**Enunciado 1**
Imprima a parte do trecho sobre a crença em Deus que vai de "Na mesma época" a "nossa absoluta confiança.", ambos incluídos.
**Enunciado 2**
Segundo o trecho sobre a crença em Deus, que porcentagem da população mundial acredita na existência de Deus?
**Enunciado 3**
Liste todos os entrevistados mencionados no trecho sobre a crença em Deus.

Entrevista com Agnaldo Portugal, Fabio Bertato e Roberto Covolan. Por Marcelo Consentino.
Rádio Estado da Arte.
Na mesma época em que o louco da parábola de Nietzsche proclamava que “Deus está morto”, o filósofo russo Vladimir Soloviov era indagado após uma conferência: “— Mas o senhor acredita realmente em Deus?” “— Senhor, eu só acredito em Deus”, respondeu, sugerindo que só um ser supremo absolutamente bom é digno da nossa absoluta confiança.
Hoje, pelo menos 90% da população mundial se diz religiosa ou espiritualizada, 70% acredita na existência de Deus. Mas podem prová-la? Entre os profissionais da argumentação racional, os filósofos acadêmicos, estima-se que 7 em 10 sejam descrentes. Com boas razões: as ciências parecem explicar a mecânica do universo sem necessidade de Deus; um ateu pode ser tão razoável e decente quanto o melhor dos crentes, e mesmo profundamente religioso e até santo, como alguns budistas. De resto, como Deus pode tolerar o mal, o sofrimento de crianças inocentes, para não falar da crueldade eterna do inferno? Na pior das hipóteses, as religiões parecem ser tiranias obscurantistas adoradoras de um ditador cósmico; na melhor, o conforto de um placebo superlativo — em todo caso, uma ilusão sem futuro.

**Dados fornecidos**
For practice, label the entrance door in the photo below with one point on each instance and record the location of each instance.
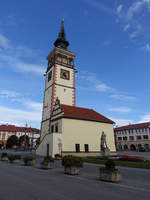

**Resolução 1**
Na mesma época em que o louco da parábola de Nietzsche proclamava que “Deus está morto”, o filósofo russo Vladimir Soloviov era indagado após uma conferência: “— Mas o senhor acredita realmente em Deus?” “— Senhor, eu só acredito em Deus”, respondeu, sugerindo que só um ser supremo absolutamente bom é digno da nossa absoluta confiança.

**Resolução 2**
70%

**Resolução 3**
Agnaldo Portugal, Fabio Bertato, Roberto Covolan